• [BRIEF]: Count how many lines of the listing below contain the string "building", matching case exactly. Reply with the number alone.

Start DATA PROVIDED

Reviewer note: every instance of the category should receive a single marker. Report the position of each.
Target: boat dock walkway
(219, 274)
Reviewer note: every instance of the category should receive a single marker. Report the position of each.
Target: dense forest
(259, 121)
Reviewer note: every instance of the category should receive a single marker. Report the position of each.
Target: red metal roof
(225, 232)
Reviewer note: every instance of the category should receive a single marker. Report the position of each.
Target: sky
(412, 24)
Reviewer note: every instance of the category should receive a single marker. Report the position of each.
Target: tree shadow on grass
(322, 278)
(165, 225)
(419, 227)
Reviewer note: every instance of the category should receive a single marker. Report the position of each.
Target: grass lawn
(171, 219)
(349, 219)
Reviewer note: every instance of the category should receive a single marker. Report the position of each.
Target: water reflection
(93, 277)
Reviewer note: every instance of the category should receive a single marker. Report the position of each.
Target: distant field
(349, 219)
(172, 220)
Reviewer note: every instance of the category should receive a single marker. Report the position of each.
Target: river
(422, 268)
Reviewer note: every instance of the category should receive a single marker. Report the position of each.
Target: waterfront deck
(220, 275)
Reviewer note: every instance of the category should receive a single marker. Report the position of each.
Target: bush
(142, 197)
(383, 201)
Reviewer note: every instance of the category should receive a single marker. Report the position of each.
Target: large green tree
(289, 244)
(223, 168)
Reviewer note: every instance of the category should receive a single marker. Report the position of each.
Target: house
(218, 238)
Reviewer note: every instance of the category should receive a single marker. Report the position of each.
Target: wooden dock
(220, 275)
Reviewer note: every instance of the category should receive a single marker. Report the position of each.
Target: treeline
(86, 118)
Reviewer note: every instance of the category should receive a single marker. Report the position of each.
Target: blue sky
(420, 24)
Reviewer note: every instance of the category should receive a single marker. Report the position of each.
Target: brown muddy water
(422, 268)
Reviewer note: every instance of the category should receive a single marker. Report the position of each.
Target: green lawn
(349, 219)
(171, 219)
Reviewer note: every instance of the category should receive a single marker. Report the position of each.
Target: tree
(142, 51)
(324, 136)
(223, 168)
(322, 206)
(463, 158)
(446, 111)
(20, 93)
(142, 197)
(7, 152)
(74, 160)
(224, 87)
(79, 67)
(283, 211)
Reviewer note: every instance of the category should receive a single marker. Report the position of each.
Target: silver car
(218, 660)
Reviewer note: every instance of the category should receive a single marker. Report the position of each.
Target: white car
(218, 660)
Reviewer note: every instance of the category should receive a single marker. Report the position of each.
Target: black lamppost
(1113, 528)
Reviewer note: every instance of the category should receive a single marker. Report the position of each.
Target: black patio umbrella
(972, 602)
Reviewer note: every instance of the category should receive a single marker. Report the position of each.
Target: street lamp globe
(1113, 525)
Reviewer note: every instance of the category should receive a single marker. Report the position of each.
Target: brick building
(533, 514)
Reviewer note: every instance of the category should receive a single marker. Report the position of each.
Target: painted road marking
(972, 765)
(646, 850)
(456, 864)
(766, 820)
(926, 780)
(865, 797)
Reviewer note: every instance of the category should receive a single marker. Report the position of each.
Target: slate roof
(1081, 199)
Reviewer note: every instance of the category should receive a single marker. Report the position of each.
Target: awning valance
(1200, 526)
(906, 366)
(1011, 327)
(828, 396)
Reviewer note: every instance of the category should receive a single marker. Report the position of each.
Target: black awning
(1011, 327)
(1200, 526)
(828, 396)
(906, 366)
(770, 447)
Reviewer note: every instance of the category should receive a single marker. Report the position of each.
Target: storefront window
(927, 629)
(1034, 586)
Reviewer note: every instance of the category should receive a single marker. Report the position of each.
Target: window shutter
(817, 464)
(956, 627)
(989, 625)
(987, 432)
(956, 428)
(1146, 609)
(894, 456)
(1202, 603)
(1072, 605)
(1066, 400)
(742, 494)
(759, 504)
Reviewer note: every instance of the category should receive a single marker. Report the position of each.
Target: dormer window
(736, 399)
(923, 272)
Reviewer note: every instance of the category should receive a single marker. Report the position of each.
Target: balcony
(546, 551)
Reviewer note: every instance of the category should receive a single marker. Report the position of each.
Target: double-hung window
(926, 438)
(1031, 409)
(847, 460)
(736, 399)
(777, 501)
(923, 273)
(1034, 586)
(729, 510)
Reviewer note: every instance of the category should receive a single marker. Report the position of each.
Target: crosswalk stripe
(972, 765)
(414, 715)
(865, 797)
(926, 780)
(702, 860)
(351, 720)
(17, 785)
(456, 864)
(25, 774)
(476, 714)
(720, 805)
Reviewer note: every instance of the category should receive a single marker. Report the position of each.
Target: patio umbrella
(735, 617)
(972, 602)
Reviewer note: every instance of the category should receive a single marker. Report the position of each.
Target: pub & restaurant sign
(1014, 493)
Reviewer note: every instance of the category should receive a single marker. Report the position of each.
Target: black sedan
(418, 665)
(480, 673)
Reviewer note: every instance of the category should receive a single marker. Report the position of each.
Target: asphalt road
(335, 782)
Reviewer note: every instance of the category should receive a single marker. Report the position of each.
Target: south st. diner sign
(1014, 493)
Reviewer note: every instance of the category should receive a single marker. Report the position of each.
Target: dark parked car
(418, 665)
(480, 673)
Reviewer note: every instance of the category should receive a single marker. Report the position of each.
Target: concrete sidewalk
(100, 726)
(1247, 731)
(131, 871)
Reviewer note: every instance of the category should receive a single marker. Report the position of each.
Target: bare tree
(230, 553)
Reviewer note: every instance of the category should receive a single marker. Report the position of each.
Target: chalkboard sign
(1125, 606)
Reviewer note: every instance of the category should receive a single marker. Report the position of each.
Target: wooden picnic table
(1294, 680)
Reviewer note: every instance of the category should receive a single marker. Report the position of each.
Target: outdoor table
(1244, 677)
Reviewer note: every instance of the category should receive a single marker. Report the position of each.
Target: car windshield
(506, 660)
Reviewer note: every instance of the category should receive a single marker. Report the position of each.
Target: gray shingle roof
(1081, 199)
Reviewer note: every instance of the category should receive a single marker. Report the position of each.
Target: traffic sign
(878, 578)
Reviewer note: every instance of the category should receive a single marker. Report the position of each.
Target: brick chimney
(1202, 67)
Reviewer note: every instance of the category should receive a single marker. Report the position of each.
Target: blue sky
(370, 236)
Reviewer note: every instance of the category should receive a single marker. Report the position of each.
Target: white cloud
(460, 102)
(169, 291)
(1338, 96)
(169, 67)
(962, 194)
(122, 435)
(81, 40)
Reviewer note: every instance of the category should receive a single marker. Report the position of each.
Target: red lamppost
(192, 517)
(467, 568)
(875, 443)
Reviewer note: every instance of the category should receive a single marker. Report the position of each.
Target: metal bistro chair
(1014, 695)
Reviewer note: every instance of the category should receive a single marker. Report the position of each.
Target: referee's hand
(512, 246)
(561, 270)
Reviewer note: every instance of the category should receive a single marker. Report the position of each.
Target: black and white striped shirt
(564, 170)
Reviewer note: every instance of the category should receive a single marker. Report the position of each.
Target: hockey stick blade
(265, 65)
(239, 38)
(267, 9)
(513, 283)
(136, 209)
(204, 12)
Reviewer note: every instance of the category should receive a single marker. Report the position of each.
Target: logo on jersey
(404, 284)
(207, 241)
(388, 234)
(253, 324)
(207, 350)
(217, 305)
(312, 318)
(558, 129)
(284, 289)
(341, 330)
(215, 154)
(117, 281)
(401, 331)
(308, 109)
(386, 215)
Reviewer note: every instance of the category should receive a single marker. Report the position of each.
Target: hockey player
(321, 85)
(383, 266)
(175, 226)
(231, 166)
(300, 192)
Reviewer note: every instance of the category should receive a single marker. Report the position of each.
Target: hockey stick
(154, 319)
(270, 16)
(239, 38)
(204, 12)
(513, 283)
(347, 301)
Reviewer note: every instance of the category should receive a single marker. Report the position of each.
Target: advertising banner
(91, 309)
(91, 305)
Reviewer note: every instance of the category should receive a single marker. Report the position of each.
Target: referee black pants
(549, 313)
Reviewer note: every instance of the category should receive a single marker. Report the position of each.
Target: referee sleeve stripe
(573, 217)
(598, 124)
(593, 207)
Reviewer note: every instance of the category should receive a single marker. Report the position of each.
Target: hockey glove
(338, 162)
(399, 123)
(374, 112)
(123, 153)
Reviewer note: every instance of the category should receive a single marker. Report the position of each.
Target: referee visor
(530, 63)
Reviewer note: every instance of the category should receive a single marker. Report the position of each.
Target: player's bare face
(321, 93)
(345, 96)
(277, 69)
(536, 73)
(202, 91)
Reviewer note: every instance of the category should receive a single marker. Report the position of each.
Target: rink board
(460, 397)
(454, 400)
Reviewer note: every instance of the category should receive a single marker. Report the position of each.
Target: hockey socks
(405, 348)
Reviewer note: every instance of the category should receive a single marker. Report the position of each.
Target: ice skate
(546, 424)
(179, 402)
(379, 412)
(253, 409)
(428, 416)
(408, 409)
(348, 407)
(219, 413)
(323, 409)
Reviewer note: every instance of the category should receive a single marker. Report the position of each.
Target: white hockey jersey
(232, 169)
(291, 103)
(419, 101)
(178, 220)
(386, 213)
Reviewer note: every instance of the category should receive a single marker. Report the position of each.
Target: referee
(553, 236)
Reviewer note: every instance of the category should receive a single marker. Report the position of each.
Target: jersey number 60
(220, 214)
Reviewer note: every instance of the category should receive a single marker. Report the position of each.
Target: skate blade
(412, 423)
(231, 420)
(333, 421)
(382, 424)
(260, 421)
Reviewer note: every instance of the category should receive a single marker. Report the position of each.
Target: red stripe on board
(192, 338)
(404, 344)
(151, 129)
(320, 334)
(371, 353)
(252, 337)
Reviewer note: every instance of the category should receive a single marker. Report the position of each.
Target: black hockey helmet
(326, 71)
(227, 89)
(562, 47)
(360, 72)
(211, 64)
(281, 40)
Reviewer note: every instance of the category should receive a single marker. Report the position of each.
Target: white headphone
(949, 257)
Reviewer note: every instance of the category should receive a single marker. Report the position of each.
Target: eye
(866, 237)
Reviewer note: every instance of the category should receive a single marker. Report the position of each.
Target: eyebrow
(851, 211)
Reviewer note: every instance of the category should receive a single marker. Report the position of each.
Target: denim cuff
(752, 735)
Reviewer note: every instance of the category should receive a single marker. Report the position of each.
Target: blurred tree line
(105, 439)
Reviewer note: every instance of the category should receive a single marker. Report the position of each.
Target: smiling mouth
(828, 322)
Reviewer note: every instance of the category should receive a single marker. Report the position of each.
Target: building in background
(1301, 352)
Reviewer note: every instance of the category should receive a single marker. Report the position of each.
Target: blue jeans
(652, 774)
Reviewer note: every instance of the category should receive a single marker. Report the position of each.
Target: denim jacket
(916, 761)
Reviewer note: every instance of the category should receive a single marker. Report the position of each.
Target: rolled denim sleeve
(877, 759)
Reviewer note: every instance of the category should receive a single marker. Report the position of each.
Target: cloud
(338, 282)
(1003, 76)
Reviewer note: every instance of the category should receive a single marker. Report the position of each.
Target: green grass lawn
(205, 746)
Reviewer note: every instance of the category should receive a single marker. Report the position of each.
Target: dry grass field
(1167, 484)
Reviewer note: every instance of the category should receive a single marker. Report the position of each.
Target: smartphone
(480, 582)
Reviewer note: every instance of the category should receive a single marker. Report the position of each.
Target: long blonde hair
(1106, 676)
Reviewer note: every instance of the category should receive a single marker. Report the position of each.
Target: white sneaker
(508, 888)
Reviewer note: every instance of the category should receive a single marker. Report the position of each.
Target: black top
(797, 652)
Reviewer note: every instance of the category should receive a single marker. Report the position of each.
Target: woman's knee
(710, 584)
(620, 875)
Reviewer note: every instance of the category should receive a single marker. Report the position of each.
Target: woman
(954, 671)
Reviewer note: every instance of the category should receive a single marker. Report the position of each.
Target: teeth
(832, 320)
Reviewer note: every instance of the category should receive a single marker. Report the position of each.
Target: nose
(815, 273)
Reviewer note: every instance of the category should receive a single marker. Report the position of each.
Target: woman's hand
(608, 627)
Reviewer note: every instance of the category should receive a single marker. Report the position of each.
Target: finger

End DATA PROVIDED

• [CORRECT ANSWER]: 2